=== Rows ===

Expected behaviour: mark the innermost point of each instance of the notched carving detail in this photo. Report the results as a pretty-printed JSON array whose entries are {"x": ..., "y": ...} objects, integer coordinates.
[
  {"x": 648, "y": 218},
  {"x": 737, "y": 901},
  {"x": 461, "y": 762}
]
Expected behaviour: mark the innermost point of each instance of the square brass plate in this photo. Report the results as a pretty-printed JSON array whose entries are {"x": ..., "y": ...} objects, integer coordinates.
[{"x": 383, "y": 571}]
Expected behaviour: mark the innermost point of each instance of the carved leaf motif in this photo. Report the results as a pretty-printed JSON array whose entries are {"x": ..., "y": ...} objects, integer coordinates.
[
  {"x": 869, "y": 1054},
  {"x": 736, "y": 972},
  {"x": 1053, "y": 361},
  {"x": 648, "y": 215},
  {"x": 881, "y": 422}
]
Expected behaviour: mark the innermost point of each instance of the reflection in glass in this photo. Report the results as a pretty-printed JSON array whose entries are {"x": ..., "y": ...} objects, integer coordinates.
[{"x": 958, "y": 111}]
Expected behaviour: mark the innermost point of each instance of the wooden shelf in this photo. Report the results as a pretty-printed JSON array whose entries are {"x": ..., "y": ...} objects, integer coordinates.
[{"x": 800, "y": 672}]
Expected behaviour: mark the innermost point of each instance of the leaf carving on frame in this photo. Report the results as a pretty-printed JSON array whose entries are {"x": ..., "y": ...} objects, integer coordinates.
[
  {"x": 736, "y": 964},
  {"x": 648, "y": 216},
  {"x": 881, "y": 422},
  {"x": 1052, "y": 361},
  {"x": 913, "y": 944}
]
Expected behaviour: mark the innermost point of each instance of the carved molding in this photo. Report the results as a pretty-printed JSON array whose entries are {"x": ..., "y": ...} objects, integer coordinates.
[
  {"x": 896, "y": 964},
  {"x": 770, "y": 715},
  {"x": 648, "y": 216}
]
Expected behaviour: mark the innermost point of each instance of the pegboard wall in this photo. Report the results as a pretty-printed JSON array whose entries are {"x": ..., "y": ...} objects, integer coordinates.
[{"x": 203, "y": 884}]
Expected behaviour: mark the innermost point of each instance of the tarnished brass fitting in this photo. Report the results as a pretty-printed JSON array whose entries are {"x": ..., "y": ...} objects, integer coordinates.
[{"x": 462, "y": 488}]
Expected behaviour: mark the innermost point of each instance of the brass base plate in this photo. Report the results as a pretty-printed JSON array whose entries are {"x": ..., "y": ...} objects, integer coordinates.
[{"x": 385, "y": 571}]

===

#### Problem description
Set out exactly the run of lines that begins at the line holding "of the tarnished" and ends at the last line of the data.

#### Answer to the task
Expected behaviour: mark the innermost point of each instance of the tarnished brass fitting in this photo. Report the results as a pretty-printed JSON array whose entries are {"x": ..., "y": ...} objects, integer coordinates.
[{"x": 462, "y": 488}]
Expected behaviour: mark the innermost point of each instance of the brass base plate in this photo. Report the results as a pretty-printed JSON array whose entries are {"x": ..., "y": ...} objects, integer coordinates.
[{"x": 385, "y": 571}]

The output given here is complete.